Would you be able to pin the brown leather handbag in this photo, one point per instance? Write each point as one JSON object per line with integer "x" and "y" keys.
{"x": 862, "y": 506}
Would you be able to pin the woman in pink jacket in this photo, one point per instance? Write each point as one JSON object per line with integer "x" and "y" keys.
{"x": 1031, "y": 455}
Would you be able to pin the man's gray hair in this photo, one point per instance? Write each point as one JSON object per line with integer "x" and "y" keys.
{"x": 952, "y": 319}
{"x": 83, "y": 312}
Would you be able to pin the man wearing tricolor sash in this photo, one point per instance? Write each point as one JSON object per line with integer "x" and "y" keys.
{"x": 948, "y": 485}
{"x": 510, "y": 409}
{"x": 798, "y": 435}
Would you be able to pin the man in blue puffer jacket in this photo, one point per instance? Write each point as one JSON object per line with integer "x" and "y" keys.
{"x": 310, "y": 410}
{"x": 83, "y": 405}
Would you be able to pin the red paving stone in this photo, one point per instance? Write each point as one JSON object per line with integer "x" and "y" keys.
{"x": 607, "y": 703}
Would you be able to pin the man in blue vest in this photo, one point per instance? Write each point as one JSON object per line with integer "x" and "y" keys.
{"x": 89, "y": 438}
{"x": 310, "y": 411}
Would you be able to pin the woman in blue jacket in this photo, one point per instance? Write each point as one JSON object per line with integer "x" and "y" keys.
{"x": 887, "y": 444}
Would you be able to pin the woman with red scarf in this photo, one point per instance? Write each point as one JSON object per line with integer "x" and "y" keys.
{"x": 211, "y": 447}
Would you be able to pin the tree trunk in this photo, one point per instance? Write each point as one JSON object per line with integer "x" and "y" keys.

Short problem ▸
Reproduce the listing above line for line, changing nothing.

Exercise result ▸
Would you be able to pin the brown leather handbag in this photo, one point per instance? Write each point as one JSON object per line with integer "x" and "y" keys.
{"x": 862, "y": 506}
Would you be able to pin the woman in pink jacket in this photo, one point per instance? Write each point as one JSON object per line with integer "x" and "y" keys.
{"x": 1031, "y": 455}
Would you be able to pin the man's gray hair in this photo, one point per instance? Write each point as one JSON object per line with integer "x" and "y" keys.
{"x": 952, "y": 319}
{"x": 83, "y": 312}
Would you be able to pin the man wearing tricolor sash in this photo, one point per instance? Write each point as one JSON object per line with integer "x" and "y" keys.
{"x": 948, "y": 485}
{"x": 510, "y": 409}
{"x": 798, "y": 435}
Would you be able to pin the man in blue puffer jacket in this photo, one point per instance? Write each point as one JSON object per line with integer "x" and "y" keys.
{"x": 310, "y": 410}
{"x": 83, "y": 405}
Would you be able to pin the red paving stone in this photo, one point per instance? Write each point as one JSON object per line with integer "x" and "y" keys.
{"x": 607, "y": 703}
Would you be able to pin the man in blue vest in this photo, one point per instance? Write each point as one JSON object per line with integer "x" and "y" keys.
{"x": 89, "y": 438}
{"x": 310, "y": 411}
Would you be able to pin the woman in blue jacket in this photo, one point per instance? Write each point as one JSON object per line with integer "x" and "y" keys.
{"x": 887, "y": 444}
Would you be able to pin the woman with red scarf in this photo, one point per instance? Write each point as one JSON object per line with integer "x" and "y" keys.
{"x": 211, "y": 447}
Would you be able to pin the tree trunk in this photo, one point per instance? Write each point as one JSON object per line with integer "x" and "y" keys.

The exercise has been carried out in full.